> _What the task asks_:
Nothing but a number is wanted here: the tally of lines in the material below that include "every".

> _Given records_:
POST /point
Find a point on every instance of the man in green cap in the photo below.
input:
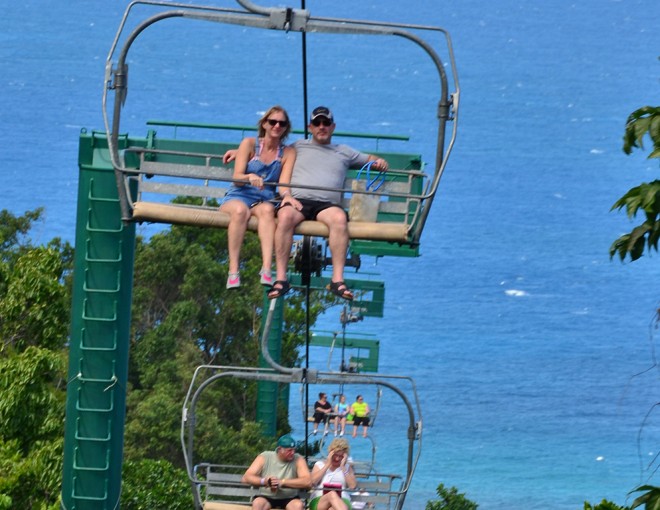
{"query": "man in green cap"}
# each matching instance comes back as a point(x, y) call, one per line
point(280, 475)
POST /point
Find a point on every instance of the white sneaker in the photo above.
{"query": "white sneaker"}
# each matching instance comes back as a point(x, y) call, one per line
point(233, 280)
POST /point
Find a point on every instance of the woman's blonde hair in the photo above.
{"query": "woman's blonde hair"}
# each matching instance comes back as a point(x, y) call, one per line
point(339, 444)
point(265, 116)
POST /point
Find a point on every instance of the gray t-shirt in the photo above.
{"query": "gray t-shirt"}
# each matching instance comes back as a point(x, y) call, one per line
point(273, 466)
point(323, 165)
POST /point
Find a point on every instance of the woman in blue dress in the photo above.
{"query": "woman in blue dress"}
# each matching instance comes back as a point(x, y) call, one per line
point(260, 164)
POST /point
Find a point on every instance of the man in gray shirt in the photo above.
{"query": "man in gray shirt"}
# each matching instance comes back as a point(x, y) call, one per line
point(319, 164)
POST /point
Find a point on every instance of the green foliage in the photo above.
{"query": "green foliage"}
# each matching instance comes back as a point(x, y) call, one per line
point(183, 317)
point(604, 505)
point(650, 500)
point(34, 309)
point(149, 484)
point(644, 198)
point(450, 499)
point(31, 481)
point(14, 231)
point(640, 122)
point(31, 403)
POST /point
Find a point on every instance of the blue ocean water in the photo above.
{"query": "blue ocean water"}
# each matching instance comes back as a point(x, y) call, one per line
point(530, 348)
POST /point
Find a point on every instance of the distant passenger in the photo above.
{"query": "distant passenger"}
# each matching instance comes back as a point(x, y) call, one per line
point(322, 412)
point(259, 160)
point(331, 477)
point(341, 411)
point(280, 475)
point(360, 412)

> _Solution for this task_:
9